● OBJECTIVE: Locate every line in the data below that contains the string "plume" and copy each of those lines. Case matters.
* BEGIN TASK MATERIAL *
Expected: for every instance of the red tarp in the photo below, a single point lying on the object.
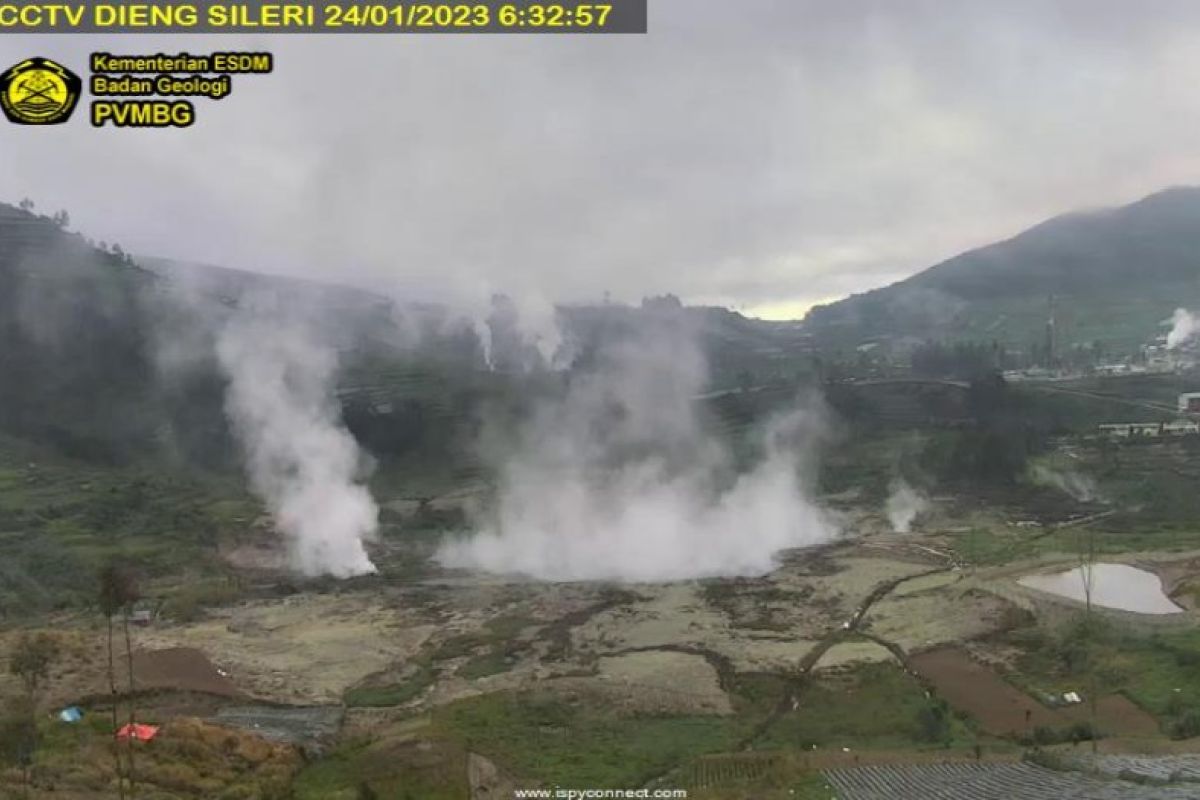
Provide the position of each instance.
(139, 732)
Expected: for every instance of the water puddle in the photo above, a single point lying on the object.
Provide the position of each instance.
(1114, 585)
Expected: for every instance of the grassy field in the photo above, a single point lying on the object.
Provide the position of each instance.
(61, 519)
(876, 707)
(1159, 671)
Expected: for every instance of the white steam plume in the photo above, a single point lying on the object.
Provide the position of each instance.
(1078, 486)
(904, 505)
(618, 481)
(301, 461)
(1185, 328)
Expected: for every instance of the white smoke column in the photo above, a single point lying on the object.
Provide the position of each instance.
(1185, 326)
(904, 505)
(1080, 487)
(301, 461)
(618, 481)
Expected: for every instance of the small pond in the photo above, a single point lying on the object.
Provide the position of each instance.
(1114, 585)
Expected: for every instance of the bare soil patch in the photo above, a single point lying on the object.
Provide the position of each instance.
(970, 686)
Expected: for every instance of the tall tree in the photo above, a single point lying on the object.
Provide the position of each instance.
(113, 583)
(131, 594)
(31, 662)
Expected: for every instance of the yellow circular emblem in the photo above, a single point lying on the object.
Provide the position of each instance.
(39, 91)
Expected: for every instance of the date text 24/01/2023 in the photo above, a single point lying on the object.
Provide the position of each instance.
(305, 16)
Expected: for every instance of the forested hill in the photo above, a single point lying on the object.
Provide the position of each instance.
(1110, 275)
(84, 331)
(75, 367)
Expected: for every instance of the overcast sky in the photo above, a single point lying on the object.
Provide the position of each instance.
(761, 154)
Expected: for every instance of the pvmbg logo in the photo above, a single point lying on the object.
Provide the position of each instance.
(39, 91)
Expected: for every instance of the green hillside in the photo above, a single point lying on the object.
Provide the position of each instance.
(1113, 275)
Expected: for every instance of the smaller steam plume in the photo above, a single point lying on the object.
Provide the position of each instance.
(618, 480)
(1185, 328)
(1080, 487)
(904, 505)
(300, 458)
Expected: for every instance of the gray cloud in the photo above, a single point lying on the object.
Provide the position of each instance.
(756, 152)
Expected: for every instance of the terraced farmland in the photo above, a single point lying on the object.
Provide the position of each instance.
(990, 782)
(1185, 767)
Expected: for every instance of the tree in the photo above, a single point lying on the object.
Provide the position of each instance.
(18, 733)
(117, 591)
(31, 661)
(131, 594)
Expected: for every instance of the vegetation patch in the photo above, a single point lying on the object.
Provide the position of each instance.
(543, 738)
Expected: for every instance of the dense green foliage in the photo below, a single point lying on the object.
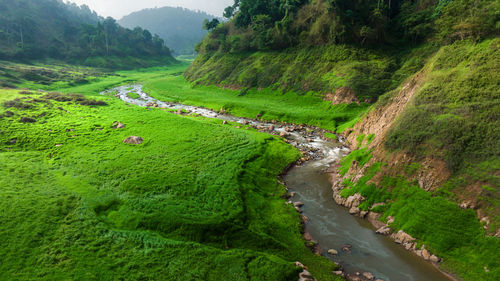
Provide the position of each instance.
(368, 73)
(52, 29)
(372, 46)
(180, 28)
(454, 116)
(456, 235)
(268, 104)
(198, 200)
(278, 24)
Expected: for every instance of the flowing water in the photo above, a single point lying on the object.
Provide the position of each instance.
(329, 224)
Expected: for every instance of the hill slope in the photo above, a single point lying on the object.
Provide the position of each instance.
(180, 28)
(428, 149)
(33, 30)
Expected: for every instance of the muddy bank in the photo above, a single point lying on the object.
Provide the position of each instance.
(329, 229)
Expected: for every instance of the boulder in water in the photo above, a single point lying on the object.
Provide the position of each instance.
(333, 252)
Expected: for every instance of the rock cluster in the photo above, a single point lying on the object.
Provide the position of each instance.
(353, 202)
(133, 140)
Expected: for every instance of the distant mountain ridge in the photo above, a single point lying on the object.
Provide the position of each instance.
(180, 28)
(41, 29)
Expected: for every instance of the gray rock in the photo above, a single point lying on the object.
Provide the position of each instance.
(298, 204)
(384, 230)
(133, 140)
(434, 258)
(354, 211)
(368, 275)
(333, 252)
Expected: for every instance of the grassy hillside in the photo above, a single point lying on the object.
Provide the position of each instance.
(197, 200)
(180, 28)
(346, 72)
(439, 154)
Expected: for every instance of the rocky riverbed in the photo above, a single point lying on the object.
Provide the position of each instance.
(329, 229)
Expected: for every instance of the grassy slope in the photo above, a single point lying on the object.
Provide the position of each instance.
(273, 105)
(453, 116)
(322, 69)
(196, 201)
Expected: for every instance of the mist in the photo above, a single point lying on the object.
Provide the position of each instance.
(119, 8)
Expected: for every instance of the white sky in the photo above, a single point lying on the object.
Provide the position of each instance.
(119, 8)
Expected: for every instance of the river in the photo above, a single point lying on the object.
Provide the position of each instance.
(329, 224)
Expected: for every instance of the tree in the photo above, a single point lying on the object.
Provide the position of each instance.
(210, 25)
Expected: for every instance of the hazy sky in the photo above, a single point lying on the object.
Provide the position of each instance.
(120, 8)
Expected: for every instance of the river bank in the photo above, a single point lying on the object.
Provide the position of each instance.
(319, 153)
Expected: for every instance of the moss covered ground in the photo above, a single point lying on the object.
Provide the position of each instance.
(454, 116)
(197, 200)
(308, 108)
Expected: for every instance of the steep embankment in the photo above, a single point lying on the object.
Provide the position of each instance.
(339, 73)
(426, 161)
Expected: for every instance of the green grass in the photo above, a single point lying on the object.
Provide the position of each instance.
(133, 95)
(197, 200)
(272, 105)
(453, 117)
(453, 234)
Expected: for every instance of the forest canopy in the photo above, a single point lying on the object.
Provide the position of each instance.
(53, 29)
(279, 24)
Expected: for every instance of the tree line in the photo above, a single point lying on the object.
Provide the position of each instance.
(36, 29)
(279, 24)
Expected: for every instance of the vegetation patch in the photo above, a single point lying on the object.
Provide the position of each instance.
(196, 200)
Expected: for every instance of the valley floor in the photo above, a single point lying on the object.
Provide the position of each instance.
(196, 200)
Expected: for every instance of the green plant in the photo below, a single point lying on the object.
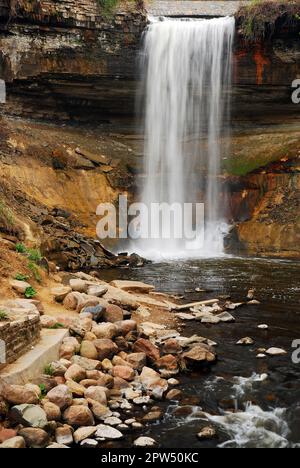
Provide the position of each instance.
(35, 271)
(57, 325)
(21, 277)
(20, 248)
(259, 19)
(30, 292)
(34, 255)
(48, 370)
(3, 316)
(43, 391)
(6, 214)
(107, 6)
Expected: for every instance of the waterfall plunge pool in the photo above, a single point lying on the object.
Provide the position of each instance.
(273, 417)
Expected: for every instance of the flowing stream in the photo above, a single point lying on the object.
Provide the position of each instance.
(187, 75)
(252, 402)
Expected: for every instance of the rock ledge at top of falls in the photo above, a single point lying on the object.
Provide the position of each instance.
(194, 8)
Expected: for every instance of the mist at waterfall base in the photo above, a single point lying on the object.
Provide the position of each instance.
* END TASK MATERIAL *
* BEGIN TASK MATERIAL *
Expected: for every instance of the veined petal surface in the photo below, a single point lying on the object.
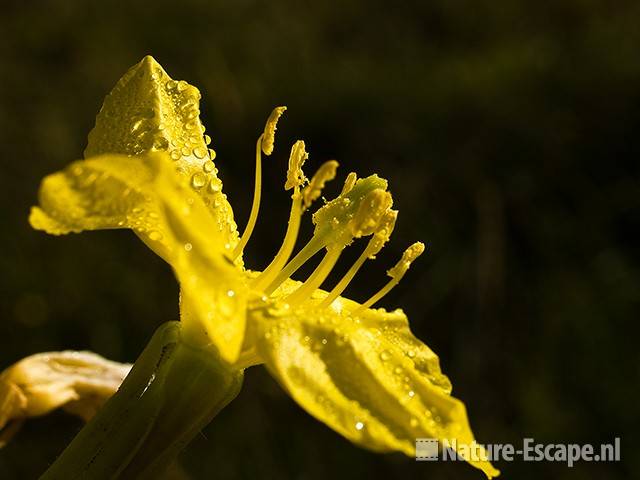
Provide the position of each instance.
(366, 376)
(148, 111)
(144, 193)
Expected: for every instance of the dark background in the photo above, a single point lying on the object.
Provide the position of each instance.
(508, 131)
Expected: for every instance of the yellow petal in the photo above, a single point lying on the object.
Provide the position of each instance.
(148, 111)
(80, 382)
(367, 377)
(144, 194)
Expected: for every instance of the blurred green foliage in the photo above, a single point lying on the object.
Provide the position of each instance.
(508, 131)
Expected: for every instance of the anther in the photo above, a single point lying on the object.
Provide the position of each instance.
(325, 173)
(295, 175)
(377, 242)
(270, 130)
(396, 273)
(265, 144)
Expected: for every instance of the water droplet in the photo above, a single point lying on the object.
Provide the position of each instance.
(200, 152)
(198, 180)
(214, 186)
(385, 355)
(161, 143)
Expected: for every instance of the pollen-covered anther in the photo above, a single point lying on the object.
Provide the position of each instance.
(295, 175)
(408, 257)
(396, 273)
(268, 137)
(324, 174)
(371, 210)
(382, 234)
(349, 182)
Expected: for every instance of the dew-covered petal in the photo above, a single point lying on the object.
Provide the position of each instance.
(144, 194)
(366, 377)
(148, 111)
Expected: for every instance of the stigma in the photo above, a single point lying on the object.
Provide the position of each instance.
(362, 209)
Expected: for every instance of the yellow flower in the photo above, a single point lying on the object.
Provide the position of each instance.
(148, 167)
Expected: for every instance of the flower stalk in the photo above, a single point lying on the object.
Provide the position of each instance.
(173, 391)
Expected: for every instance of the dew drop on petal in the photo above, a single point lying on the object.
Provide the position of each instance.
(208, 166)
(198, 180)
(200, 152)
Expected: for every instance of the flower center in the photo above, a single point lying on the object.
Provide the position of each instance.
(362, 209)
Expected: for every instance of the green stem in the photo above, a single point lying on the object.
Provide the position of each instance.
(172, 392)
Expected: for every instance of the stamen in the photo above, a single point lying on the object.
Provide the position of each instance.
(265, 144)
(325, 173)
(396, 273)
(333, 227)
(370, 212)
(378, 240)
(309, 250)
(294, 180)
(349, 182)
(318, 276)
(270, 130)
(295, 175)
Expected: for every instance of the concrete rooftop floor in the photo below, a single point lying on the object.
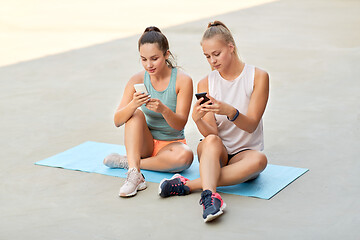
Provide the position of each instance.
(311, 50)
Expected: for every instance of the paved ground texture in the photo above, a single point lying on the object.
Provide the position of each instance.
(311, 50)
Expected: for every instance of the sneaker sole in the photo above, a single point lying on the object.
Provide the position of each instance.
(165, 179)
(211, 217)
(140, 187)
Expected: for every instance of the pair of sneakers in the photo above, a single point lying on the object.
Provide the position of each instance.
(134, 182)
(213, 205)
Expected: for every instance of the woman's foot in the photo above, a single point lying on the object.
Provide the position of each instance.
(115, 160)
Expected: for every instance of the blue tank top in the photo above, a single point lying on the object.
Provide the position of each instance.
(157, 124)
* END TASK MATERIAL *
* BEGIN TASK MATERIAL *
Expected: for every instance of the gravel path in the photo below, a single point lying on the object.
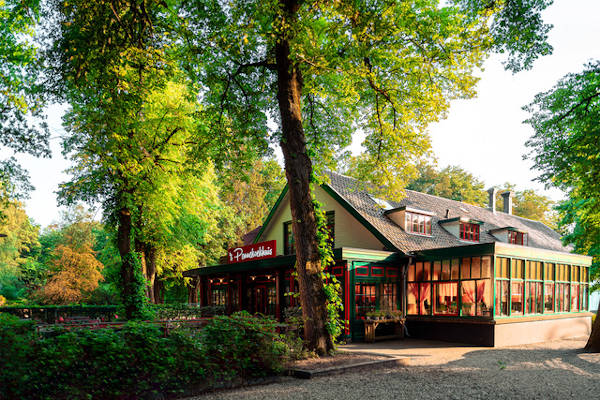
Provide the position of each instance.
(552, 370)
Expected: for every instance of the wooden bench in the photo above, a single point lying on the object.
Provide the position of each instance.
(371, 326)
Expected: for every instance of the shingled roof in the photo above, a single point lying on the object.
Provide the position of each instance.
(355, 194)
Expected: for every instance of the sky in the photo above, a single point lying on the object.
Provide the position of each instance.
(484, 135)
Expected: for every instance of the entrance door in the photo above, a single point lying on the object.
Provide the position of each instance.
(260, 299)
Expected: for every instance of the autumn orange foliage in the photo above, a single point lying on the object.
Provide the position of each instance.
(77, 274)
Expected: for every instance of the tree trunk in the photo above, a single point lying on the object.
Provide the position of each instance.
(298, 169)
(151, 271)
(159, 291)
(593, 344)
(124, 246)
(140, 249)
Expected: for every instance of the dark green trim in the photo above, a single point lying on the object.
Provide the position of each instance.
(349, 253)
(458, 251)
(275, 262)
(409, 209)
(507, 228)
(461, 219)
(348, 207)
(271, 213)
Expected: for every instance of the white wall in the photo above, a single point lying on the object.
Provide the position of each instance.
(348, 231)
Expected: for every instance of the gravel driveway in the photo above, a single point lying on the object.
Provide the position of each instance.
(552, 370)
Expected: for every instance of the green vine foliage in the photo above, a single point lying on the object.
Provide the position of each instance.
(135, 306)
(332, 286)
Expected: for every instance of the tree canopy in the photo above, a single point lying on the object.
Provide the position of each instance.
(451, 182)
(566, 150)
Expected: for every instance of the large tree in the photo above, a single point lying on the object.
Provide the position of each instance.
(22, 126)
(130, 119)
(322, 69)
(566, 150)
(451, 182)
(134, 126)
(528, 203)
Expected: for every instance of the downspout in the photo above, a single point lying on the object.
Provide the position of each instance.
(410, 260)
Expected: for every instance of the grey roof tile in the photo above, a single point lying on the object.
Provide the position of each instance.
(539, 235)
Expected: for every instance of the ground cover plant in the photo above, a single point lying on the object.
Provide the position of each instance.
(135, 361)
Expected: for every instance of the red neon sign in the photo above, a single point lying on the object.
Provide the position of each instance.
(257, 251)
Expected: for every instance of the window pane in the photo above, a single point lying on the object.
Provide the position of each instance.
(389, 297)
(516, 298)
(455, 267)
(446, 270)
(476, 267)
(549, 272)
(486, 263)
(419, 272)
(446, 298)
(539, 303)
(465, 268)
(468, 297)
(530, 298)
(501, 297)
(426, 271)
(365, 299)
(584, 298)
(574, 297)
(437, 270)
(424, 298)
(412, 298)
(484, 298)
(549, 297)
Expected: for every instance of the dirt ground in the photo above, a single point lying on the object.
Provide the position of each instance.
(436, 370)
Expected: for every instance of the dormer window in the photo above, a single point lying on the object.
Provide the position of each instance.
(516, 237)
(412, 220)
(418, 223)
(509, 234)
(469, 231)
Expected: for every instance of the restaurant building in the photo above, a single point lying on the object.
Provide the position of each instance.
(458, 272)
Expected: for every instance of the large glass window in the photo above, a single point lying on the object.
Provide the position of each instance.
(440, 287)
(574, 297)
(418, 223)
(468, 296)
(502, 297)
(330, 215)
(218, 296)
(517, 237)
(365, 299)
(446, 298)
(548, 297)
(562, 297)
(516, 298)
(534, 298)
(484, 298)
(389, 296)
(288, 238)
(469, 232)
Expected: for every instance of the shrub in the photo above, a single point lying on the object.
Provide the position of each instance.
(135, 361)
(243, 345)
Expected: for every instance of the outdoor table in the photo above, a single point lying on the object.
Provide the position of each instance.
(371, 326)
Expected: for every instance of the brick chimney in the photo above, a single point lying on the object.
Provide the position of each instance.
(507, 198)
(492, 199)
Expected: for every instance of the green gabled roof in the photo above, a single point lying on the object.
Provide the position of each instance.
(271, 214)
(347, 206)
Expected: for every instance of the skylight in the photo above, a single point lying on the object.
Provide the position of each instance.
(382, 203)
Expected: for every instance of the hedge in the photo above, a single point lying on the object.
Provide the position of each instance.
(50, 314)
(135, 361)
* END TASK MATERIAL *
● ANSWER TO THE EXERCISE:
Expected: for every instance of the white steam plume in the photo above, a single point lying on the object.
Expected: for every instance of the smaller steam plume in the photo above, a single point lying on the object.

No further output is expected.